Passage shown:

When analyzing the complete answers for the teacher stakeholder group, it is possible to observe a great concern about having an adequate number of students in the classroom, as well as the promotion of comprehensive development and meaningful learning during the educational process. Specifically, this actor gives particular importance to the pedagogical and learning processes in the classroom, including reading-writing processes and ludic activities, and the incorporation of technological tools and didactic material for the development of competencies. Finally, the importance of social-emotional skills and the participation of parents in the teaching process of their children is also mentioned.

The parents answers reveal that they are focused on awakening the students interest, highlighting the importance of learning in a didactic and amusing way, allowing them to develop skills that prepare them for the future and impact on their daily life. The relevance of the development of a life project is also pointed out, caring for the environment and values such as respect.

Topic modelling results

After carrying out the exploratory topic modelling analysis, an exhaustive search for the hyperparameters: k (number of topics), α (Dirichlet distribution document-topic), η (Dirichlet distribution topic-word) and the number of number of iterations was performed to optimize the obtained results. As such, considering the methodology described in the previous section, the first step was the evaluation of models from 1 to 14 topics, and later compare and select the one that had a higher coherence value. The other parameters were set to their default in the LDA model, where parameters α and η were both equal to a symmetric one over the number of topics (1/k). The coherence values based on the number of topics are shown in Fig. 4.

Recorded information:
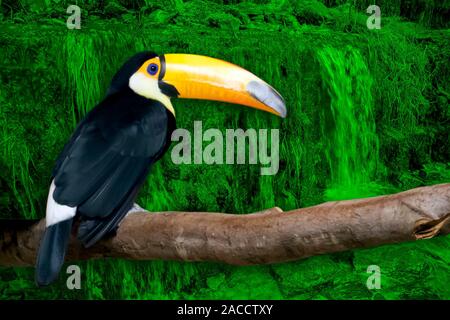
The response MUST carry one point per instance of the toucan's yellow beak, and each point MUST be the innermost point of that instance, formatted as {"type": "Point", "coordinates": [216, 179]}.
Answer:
{"type": "Point", "coordinates": [200, 77]}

Problem to work on:
Copy the stretch of the passage on stakeholder answers and topic modelling from "When analyzing the" through "is also mentioned." word for word. You won't need the data for this.

Final result:
When analyzing the complete answers for the teacher stakeholder group, it is possible to observe a great concern about having an adequate number of students in the classroom, as well as the promotion of comprehensive development and meaningful learning during the educational process. Specifically, this actor gives particular importance to the pedagogical and learning processes in the classroom, including reading-writing processes and ludic activities, and the incorporation of technological tools and didactic material for the development of competencies. Finally, the importance of social-emotional skills and the participation of parents in the teaching process of their children is also mentioned.